▶ **Goal**
Gather every line in the records below that contains the string "post". Treat uppercase and lowercase letters as different.

▶ **Items**
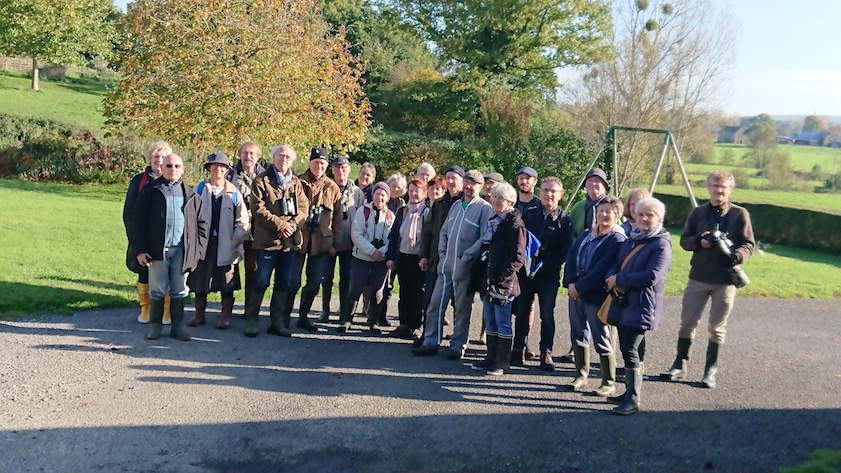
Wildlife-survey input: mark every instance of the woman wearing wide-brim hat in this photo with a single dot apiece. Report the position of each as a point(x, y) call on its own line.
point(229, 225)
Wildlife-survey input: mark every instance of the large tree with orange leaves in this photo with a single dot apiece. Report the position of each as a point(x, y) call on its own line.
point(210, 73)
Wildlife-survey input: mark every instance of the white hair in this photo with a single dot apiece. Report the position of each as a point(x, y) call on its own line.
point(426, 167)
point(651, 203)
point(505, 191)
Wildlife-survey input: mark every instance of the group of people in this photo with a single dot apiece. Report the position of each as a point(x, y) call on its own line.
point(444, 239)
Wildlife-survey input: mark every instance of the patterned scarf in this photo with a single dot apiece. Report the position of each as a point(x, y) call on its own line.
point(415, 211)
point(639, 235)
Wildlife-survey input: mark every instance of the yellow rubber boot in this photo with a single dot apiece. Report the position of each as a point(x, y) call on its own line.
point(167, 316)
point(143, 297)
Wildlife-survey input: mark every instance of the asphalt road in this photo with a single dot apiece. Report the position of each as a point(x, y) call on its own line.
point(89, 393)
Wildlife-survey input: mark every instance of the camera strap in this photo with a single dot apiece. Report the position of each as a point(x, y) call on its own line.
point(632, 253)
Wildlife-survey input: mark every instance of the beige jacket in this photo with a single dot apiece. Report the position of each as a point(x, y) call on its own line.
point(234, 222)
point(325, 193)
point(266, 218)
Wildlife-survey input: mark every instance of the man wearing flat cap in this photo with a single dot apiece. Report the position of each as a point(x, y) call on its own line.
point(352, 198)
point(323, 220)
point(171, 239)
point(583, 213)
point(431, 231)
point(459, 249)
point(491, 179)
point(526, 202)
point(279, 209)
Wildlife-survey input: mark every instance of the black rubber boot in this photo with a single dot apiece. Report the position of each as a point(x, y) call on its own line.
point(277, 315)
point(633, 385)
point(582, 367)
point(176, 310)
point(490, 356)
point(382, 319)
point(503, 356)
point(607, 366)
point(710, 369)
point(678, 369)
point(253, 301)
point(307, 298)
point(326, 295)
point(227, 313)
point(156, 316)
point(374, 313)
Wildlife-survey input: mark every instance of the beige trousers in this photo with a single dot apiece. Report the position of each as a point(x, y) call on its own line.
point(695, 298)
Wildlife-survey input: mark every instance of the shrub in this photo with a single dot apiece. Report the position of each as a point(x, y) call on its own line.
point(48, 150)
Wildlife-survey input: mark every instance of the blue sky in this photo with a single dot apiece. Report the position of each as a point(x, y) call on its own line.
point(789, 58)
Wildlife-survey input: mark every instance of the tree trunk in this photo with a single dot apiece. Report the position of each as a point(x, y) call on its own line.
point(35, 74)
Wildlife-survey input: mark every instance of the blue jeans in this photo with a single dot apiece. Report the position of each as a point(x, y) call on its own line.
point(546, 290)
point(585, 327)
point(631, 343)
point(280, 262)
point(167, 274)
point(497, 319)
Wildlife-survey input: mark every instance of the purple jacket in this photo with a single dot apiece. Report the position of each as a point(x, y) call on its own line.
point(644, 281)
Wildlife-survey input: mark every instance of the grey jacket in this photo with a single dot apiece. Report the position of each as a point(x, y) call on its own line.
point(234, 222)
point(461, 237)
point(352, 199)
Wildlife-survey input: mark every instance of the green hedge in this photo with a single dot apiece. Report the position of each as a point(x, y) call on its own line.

...

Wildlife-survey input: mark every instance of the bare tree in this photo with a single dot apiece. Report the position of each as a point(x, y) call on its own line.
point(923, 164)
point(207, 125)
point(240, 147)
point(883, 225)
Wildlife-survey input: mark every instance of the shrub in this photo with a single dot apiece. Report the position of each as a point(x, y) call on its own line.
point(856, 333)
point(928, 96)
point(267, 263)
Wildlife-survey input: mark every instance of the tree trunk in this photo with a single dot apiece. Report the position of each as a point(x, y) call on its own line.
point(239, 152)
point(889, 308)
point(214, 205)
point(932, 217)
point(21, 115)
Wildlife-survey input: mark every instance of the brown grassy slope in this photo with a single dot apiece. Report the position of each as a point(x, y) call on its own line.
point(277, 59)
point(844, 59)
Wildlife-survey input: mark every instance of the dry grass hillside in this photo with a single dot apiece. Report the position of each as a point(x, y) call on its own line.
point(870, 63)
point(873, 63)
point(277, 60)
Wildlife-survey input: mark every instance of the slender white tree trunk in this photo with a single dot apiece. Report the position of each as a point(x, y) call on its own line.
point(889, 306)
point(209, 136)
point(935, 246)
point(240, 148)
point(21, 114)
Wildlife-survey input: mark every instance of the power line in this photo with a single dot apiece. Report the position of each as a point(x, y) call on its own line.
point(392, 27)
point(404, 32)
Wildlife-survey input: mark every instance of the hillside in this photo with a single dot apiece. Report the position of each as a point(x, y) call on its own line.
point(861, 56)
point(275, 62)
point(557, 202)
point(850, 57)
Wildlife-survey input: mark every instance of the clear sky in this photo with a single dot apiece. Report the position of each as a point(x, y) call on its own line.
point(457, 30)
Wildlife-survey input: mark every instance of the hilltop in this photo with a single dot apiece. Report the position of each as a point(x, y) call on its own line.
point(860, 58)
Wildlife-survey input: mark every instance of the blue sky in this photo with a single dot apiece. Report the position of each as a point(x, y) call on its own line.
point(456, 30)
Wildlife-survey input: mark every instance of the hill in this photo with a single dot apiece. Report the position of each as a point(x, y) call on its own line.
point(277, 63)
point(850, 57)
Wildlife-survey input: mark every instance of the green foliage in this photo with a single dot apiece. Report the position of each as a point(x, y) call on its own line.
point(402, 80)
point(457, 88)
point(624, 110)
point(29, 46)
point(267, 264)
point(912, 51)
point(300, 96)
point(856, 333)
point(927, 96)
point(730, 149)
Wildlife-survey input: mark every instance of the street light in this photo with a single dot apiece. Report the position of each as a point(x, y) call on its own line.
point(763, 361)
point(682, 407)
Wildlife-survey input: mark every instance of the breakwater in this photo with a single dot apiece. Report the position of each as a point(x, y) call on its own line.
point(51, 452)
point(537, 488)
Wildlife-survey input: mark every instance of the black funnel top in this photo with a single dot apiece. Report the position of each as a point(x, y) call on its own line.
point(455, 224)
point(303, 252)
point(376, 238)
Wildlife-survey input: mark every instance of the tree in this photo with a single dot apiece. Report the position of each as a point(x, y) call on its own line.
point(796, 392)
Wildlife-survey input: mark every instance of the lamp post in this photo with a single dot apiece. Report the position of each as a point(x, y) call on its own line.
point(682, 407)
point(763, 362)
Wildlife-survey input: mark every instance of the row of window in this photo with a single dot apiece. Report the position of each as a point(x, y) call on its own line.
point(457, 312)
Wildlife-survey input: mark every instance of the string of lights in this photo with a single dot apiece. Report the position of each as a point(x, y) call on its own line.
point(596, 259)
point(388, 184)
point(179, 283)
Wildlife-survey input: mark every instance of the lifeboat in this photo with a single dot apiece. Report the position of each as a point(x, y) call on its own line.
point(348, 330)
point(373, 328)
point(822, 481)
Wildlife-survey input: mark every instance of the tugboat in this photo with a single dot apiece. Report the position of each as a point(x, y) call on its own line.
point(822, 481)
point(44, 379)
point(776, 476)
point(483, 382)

▶ **Output of the exercise**
Wildlife-survey input: mark every instance of the lamp post in this photo with a single dot apiece. Report the position of each as a point(x, y) call on its own line.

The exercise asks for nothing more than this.